=== DATA FOR THIS TASK ===
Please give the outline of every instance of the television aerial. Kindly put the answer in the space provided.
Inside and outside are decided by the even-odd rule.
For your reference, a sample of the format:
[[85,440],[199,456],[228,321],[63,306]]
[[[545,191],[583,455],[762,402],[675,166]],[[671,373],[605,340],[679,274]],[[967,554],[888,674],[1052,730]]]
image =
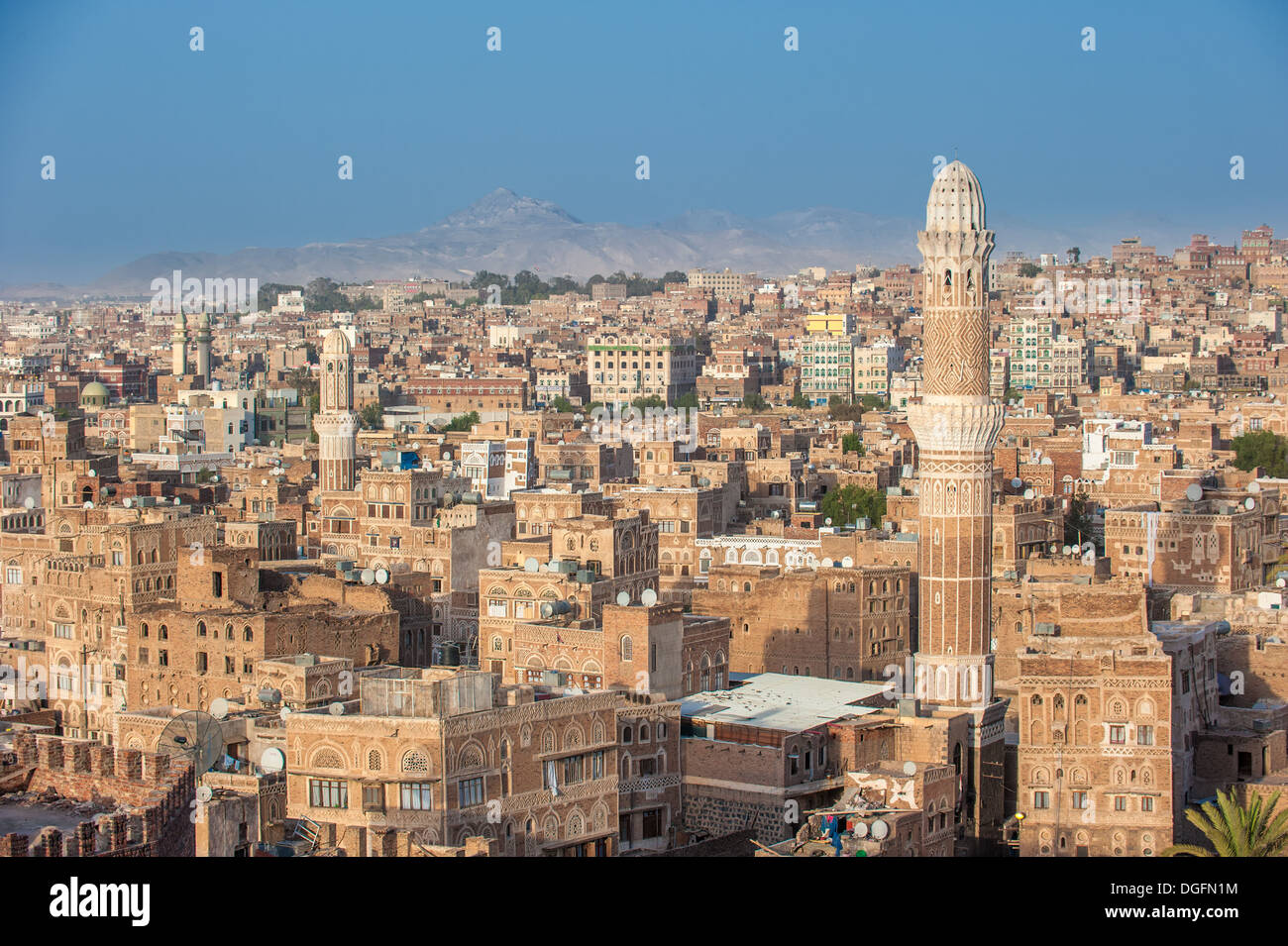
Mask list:
[[219,721],[200,709],[179,713],[166,723],[157,740],[157,752],[192,765],[193,774],[198,776],[215,765],[223,750],[224,734]]

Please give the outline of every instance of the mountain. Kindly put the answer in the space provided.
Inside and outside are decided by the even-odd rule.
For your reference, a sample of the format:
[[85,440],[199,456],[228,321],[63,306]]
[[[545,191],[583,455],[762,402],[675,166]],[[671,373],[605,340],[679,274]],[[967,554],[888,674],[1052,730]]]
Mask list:
[[[1060,252],[1079,246],[1083,257],[1105,252],[1123,236],[1157,239],[1163,252],[1181,229],[1170,221],[1119,220],[1115,229],[1043,228],[1006,218],[989,220],[1001,234],[998,252]],[[300,247],[246,247],[231,254],[158,252],[111,270],[89,286],[9,286],[8,299],[75,299],[117,296],[147,299],[157,277],[175,270],[184,277],[259,279],[260,284],[305,284],[326,275],[339,282],[404,279],[417,274],[465,279],[477,270],[513,275],[531,269],[542,277],[585,279],[617,270],[661,275],[693,266],[795,273],[801,266],[850,269],[855,264],[889,266],[916,263],[918,219],[884,218],[836,207],[784,211],[748,218],[721,210],[697,210],[679,218],[627,227],[585,223],[550,201],[497,188],[469,207],[415,233],[344,243]],[[1188,236],[1185,241],[1188,242]]]

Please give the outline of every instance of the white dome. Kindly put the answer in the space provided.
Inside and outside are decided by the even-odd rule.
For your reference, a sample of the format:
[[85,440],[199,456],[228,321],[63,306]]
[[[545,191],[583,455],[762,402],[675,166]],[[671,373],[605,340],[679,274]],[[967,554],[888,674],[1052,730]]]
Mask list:
[[926,230],[967,233],[984,228],[984,189],[961,161],[944,167],[930,185]]

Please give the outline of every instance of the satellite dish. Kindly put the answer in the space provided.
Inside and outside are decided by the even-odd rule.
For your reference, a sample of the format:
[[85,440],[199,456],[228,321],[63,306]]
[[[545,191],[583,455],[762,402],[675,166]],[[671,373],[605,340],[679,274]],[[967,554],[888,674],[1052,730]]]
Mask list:
[[157,740],[157,752],[191,763],[201,775],[215,765],[224,750],[224,734],[210,713],[189,709],[166,723]]

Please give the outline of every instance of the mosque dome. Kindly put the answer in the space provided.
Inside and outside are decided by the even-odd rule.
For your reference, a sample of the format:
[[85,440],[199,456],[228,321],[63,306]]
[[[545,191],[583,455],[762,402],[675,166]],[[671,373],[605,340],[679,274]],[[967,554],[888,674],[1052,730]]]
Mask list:
[[930,185],[926,230],[970,233],[984,227],[984,189],[961,161],[945,166]]

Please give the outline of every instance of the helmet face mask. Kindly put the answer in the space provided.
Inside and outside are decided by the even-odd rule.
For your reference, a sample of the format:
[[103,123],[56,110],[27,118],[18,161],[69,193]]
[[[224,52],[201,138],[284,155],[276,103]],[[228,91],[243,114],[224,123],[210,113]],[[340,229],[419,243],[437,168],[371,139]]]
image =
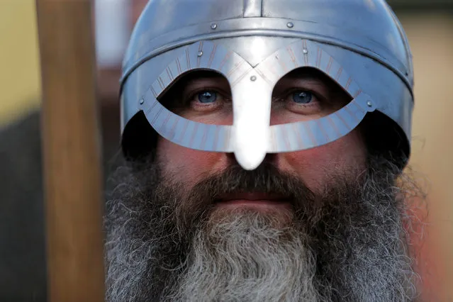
===
→ **SET TASK**: Rewrite the part of the data that opens with the line containing "Please give the outline of every instance of the helmet" and runs through the end of the data, replacing "even-odd rule" with "nonzero winding rule" and changing nothing else. Leave the picture out of your answer.

→ **EXERCISE SOLUTION**:
Please give the outline of every instance of the helmet face mask. Kindly put the answer in the space provided.
Inside and outside are decided by the nonzero winding rule.
For your reference, a sample of the format:
[[103,123],[56,110],[27,118],[18,161],[69,193]]
[[[224,52],[201,138],[284,155],[276,103]],[[228,91],[243,114],[224,123],[210,113]],[[340,229],[419,243],[437,168],[371,139]]]
image =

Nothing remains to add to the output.